● **What you are asked to do**
Output the data that follows exactly, line for line.

● **Task material**

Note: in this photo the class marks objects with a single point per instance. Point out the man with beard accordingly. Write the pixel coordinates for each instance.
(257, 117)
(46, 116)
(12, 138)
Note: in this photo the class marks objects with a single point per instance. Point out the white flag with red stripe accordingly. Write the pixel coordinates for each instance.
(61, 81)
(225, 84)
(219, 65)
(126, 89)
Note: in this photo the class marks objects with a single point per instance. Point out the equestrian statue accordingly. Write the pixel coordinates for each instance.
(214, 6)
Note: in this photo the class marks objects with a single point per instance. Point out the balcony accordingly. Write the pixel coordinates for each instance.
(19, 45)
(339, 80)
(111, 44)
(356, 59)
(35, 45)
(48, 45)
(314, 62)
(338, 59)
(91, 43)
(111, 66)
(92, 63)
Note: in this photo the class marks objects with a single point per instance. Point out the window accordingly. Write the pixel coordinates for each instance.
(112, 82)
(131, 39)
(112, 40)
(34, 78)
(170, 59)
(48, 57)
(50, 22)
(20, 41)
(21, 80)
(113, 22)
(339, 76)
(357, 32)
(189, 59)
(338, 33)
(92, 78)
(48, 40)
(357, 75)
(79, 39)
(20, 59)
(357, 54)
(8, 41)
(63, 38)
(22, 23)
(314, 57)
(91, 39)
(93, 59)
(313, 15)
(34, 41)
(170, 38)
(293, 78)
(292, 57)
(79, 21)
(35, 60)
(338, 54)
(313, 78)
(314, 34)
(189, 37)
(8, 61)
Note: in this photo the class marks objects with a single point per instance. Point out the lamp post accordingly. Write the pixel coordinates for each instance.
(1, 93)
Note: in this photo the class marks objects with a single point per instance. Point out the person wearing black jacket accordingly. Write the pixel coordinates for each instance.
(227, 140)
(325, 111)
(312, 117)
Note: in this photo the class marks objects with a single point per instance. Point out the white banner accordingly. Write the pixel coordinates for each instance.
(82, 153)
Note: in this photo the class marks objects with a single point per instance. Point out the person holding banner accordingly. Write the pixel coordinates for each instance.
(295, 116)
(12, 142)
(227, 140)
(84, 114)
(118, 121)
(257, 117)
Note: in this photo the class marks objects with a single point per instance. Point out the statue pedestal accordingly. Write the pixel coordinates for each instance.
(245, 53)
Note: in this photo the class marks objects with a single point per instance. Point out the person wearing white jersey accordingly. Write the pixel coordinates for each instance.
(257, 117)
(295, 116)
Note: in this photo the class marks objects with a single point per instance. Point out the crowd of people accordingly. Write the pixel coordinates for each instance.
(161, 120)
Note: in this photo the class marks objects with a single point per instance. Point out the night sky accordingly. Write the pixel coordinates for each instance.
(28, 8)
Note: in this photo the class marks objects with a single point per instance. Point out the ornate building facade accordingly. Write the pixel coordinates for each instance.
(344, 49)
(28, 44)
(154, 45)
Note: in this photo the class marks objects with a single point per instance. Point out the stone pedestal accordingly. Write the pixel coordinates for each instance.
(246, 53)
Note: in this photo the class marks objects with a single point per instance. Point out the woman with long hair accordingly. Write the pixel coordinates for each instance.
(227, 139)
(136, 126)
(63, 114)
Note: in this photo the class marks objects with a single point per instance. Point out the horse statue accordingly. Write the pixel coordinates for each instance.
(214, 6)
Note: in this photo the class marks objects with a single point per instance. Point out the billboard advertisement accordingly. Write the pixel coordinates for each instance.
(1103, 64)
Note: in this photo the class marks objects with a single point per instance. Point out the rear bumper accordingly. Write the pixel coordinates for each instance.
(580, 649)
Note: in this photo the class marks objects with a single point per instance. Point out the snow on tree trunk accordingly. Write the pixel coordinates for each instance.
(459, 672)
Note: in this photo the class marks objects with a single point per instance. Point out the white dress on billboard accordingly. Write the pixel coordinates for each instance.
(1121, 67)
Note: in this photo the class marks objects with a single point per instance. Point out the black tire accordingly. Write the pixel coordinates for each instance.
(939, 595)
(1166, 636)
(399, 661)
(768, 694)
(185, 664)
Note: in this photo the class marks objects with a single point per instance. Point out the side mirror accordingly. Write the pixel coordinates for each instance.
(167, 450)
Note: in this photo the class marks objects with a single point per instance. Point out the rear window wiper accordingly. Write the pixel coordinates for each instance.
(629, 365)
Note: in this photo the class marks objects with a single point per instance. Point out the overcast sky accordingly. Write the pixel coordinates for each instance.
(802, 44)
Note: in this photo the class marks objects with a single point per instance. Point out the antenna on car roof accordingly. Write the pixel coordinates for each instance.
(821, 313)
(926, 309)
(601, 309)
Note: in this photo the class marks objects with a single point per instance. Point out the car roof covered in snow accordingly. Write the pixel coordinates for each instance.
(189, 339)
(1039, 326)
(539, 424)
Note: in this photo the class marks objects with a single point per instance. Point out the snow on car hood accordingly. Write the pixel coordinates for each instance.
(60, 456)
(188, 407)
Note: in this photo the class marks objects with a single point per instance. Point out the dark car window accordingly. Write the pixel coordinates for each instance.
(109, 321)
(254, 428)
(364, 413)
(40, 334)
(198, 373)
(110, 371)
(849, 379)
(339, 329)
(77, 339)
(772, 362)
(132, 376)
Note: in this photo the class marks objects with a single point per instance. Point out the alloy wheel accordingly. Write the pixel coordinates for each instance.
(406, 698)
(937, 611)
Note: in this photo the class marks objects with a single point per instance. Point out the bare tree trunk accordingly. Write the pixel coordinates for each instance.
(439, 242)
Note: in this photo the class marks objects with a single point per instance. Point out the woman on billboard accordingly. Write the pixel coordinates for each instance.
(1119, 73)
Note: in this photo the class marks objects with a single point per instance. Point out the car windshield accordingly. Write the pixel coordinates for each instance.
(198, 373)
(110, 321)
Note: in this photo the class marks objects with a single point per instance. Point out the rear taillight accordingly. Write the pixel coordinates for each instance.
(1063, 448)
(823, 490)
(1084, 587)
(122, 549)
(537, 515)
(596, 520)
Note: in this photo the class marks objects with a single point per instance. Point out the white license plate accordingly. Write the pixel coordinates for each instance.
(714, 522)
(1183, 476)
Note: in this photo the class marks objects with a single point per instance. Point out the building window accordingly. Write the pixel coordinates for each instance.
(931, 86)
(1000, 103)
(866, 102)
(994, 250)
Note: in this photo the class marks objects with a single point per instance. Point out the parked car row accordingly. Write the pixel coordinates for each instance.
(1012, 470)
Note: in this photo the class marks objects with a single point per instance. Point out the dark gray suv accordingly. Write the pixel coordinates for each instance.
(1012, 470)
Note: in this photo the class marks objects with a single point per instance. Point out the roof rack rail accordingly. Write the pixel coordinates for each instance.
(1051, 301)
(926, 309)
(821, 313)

● **Problem solution**
Note: in this photo the class marks objects with a single point per instance. Point out the man with beard accordingly. Write the pixel coordinates for each instance.
(257, 117)
(46, 116)
(12, 138)
Note: in this photo the class marks objects with a single point per instance. Point out the white flag with red stripe accordingly. Write the pixel coordinates for each instance.
(61, 81)
(225, 84)
(219, 65)
(126, 89)
Note: in this photo the class marks objects with a single point per instance. Point out the equestrian statue accordingly. Write the pixel coordinates for each instance.
(214, 6)
Note: in this photo the class marks objects with a single point per instance. Point out the balcony accordingly. Write the pixel coordinates for each instance.
(19, 45)
(339, 80)
(111, 44)
(356, 59)
(35, 45)
(48, 45)
(314, 62)
(338, 59)
(91, 43)
(111, 66)
(92, 63)
Note: in this photo the class marks objects with a single point per instance. Point out the window accordingly. Write the pixel coordinates for each instance.
(112, 82)
(131, 39)
(112, 40)
(34, 78)
(170, 59)
(48, 57)
(50, 22)
(20, 41)
(21, 80)
(113, 22)
(339, 76)
(357, 32)
(189, 59)
(338, 33)
(92, 78)
(48, 40)
(357, 75)
(79, 39)
(20, 59)
(357, 54)
(8, 41)
(63, 38)
(22, 23)
(314, 57)
(91, 39)
(93, 59)
(313, 15)
(34, 41)
(170, 38)
(293, 78)
(292, 57)
(79, 21)
(35, 60)
(338, 54)
(313, 78)
(314, 34)
(189, 37)
(8, 61)
Note: in this photo the class marks objects with a single point per instance. Point out the lamp post accordingly. Write the pixel coordinates for each instance.
(1, 93)
Note: in this photo the class marks objects with a single point per instance. Point out the person wearing black jacket accordingly. Write the pixel coordinates for each instance.
(227, 140)
(325, 111)
(312, 117)
Note: in this photo the class marks objects with a single point per instance. Point out the white banner accordingly. Write the pixel coordinates for each instance.
(82, 153)
Note: in this photo the class marks objects with a single point per instance. Point out the person holding banner accordingly. Write the pixel coordinates for each instance.
(295, 116)
(12, 142)
(227, 140)
(84, 114)
(118, 121)
(257, 117)
Note: in this photo the class marks objects with a single point per instance. Point out the statue pedestal accordingly. Write the pixel coordinates for each instance.
(245, 53)
Note: in this photo the class marks objects with a single point per instance. Point out the person wearing white jersey accordingly. Write the pixel coordinates for each instance.
(257, 117)
(295, 116)
Note: in this photo the class marks objects with a single point per instance. Point out the crowd of people accordingly. Write the pixel coordinates for each instance.
(161, 120)
Note: in this photo the class marks objects with a single point per instance. Point out the night sky accordingly. Write the pixel coordinates for each instance.
(28, 8)
Note: in this photo the class marks objects with a single point per instance. Point out the ornate building facade accordingly. Write the pixel coordinates for each instance.
(344, 49)
(28, 44)
(154, 45)
Note: in this photo the class marks objects with a single point per instance. Point out the stone pedestal accordingly. Write the pixel coordinates for each instance.
(246, 53)
Note: in this photo the class marks objects with a single point per instance. Point out the woman with long hair accordingly. Write the pixel coordinates for each instance.
(227, 139)
(136, 126)
(63, 114)
Note: in this photo the class marks objects with a single point per instance. Point out the horse statue accordingly. Write the pixel coordinates for each instance.
(214, 6)
Note: in this photo the class marks objects with a single point per instance. Point out the billboard advertisement accordingly. Write the pixel coordinates for each instance.
(1103, 64)
Note: in this photo the class marks objects with a single point per instance. Point out the rear bumper accordingly. Write the pixel coordinates for each instance.
(580, 649)
Note: in this photo the class marks objects with a single point per instance. Point out the snow on tree trunk accordingly. Write the pixel coordinates for each instance.
(459, 672)
Note: in this photo the class marks objects with a single point per instance. Point out the white dress on billboard accordingly. Write the pixel coordinates for each instance.
(1121, 67)
Note: in this photo the class marks objects with a single point per instance. Point out the black tire accordingly. Write the pixel coordinates for each instance.
(939, 595)
(1166, 636)
(399, 661)
(768, 694)
(185, 664)
Note: in this photo the class marks objects with a single point per instance. Point out the side mirror accordingly. Write the pixel coordinates for each instance.
(167, 450)
Note: in this photo the class marks objects with a single point per instance. Point out the rear window wiper accordingly. Write the pixel coordinates for each instance.
(629, 365)
Note: in this photo the class marks objects with a single point per instance. Point out the overcast sky accordingly. Write the pixel coordinates for each instance.
(802, 44)
Note: in this photo the class marks objects with a single point per instance. Point out the antenna on car roof accordingly. Write the pixel coordinates for each instance.
(821, 313)
(926, 309)
(601, 309)
Note: in this photo the class marks objects with a single point per instance. Point out the car roof covered in snow accordingly. Write the pixel coordinates for each instance.
(189, 339)
(1039, 326)
(539, 424)
Note: in this photo the class marks objects with a single point per instance. Point out the snow on car hood accordingly. Write the pixel coordinates for each instance.
(60, 456)
(188, 407)
Note: in this photo the class marks objects with a single point per instance. Point out the dark car window accordingly. Write the pixel coordinates for each instance.
(109, 321)
(254, 428)
(364, 413)
(40, 334)
(198, 373)
(110, 371)
(849, 379)
(339, 329)
(77, 339)
(772, 362)
(132, 376)
Note: in this photo the class marks objects with a single point per instance. Point out the alloy wheel accordingly. Write the pixel coordinates for each instance.
(406, 698)
(937, 611)
Note: in this photo the class marks objects with a single point per instance. Point out the bare tree trunk accordingly. Write the pixel coordinates for each instance.
(439, 242)
Note: in this photo the class marks objects with a single point per instance. Point out the woman on billboard accordingly. Write the pixel coordinates for each instance.
(1119, 73)
Note: in this photo the class marks objects with a single point per instance. Point out the car windshield accordingly. Write the pixel coordinates for each instance.
(198, 373)
(110, 321)
Note: in this photo the class marks objects with a single point per instance. Point out the rear taillight accordingly. Write the pixel coordinates for each instance.
(1063, 448)
(823, 490)
(1084, 587)
(122, 549)
(537, 515)
(596, 520)
Note: in this photo the class marks objects with a single point per instance. Point out the white license plate accordingly. Write the pixel coordinates for each instance.
(714, 522)
(1183, 476)
Note: in this photo the class marks objects with a single point per instance. Point out the building window accordingly. Write the pixel coordinates for each instance.
(931, 86)
(1000, 103)
(866, 102)
(994, 250)
Note: in this photo the class marks objects with a single point per instance. Point out the parked car row accordingly. Write the pixel coordinates for each instance.
(1012, 470)
Note: in this photo the class marks objects with a single point per instance. Point out the dark gray suv accordingly. Write the pixel coordinates for each instance.
(1012, 470)
Note: in this photo the class marks objects with a single point per instance. Point out the roof rack rail accordingly. Write the pixel coordinates for each instance.
(1051, 301)
(926, 309)
(821, 313)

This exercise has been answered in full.